§ Task directions: The expected response is the complete listing below, restated exactly, with its pictures omitted.

§ Given information:
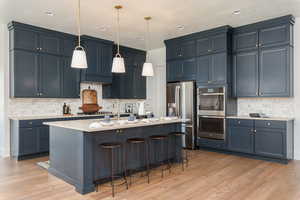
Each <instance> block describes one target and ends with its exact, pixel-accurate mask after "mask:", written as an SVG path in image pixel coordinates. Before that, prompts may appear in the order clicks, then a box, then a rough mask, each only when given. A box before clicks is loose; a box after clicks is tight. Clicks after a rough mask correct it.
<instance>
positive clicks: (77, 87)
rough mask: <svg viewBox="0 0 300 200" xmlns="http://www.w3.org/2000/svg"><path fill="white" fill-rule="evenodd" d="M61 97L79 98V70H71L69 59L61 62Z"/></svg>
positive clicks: (69, 57) (70, 66) (66, 59)
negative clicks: (61, 91) (61, 81)
mask: <svg viewBox="0 0 300 200" xmlns="http://www.w3.org/2000/svg"><path fill="white" fill-rule="evenodd" d="M61 63H62V65H63V66H62V67H61V69H62V75H63V78H62V97H65V98H80V82H79V75H80V70H79V69H74V68H71V58H70V57H66V58H64V59H63V60H62V62H61Z"/></svg>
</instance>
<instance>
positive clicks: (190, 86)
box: [167, 81, 196, 149]
mask: <svg viewBox="0 0 300 200" xmlns="http://www.w3.org/2000/svg"><path fill="white" fill-rule="evenodd" d="M195 102H196V90H195V83H194V82H191V81H189V82H178V83H168V84H167V115H168V116H178V117H181V118H183V119H190V121H189V122H187V123H185V124H183V126H182V131H185V132H186V136H185V137H184V138H183V146H184V147H186V148H189V149H194V148H195V139H196V138H195V131H196V130H195V126H196V124H195V121H196V119H195V113H196V108H195V106H196V104H195Z"/></svg>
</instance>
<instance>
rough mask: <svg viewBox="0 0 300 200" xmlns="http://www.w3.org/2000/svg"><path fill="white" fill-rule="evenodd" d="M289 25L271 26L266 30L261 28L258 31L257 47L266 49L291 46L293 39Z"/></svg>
mask: <svg viewBox="0 0 300 200" xmlns="http://www.w3.org/2000/svg"><path fill="white" fill-rule="evenodd" d="M291 31H293V30H291V27H290V25H288V24H283V25H278V26H271V27H267V28H261V29H260V30H259V46H260V47H268V46H274V45H285V44H292V43H290V42H292V40H293V38H291V34H290V32H291Z"/></svg>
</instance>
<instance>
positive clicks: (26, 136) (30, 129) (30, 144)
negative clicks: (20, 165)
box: [19, 128, 38, 156]
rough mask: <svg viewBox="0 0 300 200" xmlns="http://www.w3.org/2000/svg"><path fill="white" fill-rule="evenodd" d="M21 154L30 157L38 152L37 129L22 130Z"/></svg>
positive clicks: (20, 154) (28, 129) (25, 128)
mask: <svg viewBox="0 0 300 200" xmlns="http://www.w3.org/2000/svg"><path fill="white" fill-rule="evenodd" d="M19 143H20V149H19V154H20V155H21V156H23V155H30V154H34V153H37V152H38V135H37V131H36V129H35V128H20V138H19Z"/></svg>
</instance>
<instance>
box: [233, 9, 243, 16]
mask: <svg viewBox="0 0 300 200" xmlns="http://www.w3.org/2000/svg"><path fill="white" fill-rule="evenodd" d="M232 14H234V15H239V14H241V10H235V11H233V12H232Z"/></svg>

§ Exercise response:
Each <instance> block describes one target and ends with its exact, pixel-accurate mask after "mask:", written as an SVG path in image pixel coordinates. Before that, prompts may appear in the order clicks, then a box, then a rough mask, each only when given. A box before clicks is loose; a box after clicks is tight. Clicks after a rough mask correct it.
<instance>
positive clicks: (77, 87)
rough mask: <svg viewBox="0 0 300 200" xmlns="http://www.w3.org/2000/svg"><path fill="white" fill-rule="evenodd" d="M61 97L79 98V70H71L69 59L61 62Z"/></svg>
positive clicks: (69, 57) (70, 66) (66, 59)
negative clicks: (61, 91) (61, 81)
mask: <svg viewBox="0 0 300 200" xmlns="http://www.w3.org/2000/svg"><path fill="white" fill-rule="evenodd" d="M61 63H62V65H63V66H62V67H61V69H62V75H63V78H62V97H65V98H80V82H79V75H80V70H79V69H74V68H71V58H70V57H66V58H64V59H63V60H62V62H61Z"/></svg>
</instance>
<instance>
positive clicks: (190, 86)
box: [167, 81, 196, 149]
mask: <svg viewBox="0 0 300 200" xmlns="http://www.w3.org/2000/svg"><path fill="white" fill-rule="evenodd" d="M195 102H196V90H195V83H194V82H191V81H189V82H178V83H168V84H167V115H168V116H178V117H181V118H183V119H190V121H189V122H187V123H185V124H183V126H182V131H185V132H186V136H185V137H184V138H183V146H184V147H186V148H189V149H194V148H195V139H196V138H195V131H196V130H195V126H196V124H195V121H196V119H195V113H196V108H195V106H196V104H195Z"/></svg>
</instance>
<instance>
rough mask: <svg viewBox="0 0 300 200" xmlns="http://www.w3.org/2000/svg"><path fill="white" fill-rule="evenodd" d="M289 25L271 26L266 30L261 28L258 31L257 47L266 49L291 46L293 39Z"/></svg>
mask: <svg viewBox="0 0 300 200" xmlns="http://www.w3.org/2000/svg"><path fill="white" fill-rule="evenodd" d="M291 31H293V30H291V27H290V25H288V24H283V25H278V26H271V27H267V28H261V29H260V30H259V46H260V47H268V46H274V45H285V44H292V43H290V42H292V40H293V38H291V34H290V32H291Z"/></svg>
</instance>
<instance>
positive clicks: (26, 136) (30, 129) (30, 144)
negative clicks: (20, 165)
box: [19, 128, 38, 156]
rough mask: <svg viewBox="0 0 300 200" xmlns="http://www.w3.org/2000/svg"><path fill="white" fill-rule="evenodd" d="M21 154L30 157L38 152L37 129L22 130Z"/></svg>
positive clicks: (20, 154) (28, 129) (25, 128)
mask: <svg viewBox="0 0 300 200" xmlns="http://www.w3.org/2000/svg"><path fill="white" fill-rule="evenodd" d="M19 143H20V149H19V154H20V155H21V156H23V155H30V154H34V153H37V152H38V135H37V131H36V129H35V128H20V138H19Z"/></svg>
</instance>
<instance>
box: [233, 9, 243, 16]
mask: <svg viewBox="0 0 300 200" xmlns="http://www.w3.org/2000/svg"><path fill="white" fill-rule="evenodd" d="M232 14H234V15H239V14H241V10H235V11H233V12H232Z"/></svg>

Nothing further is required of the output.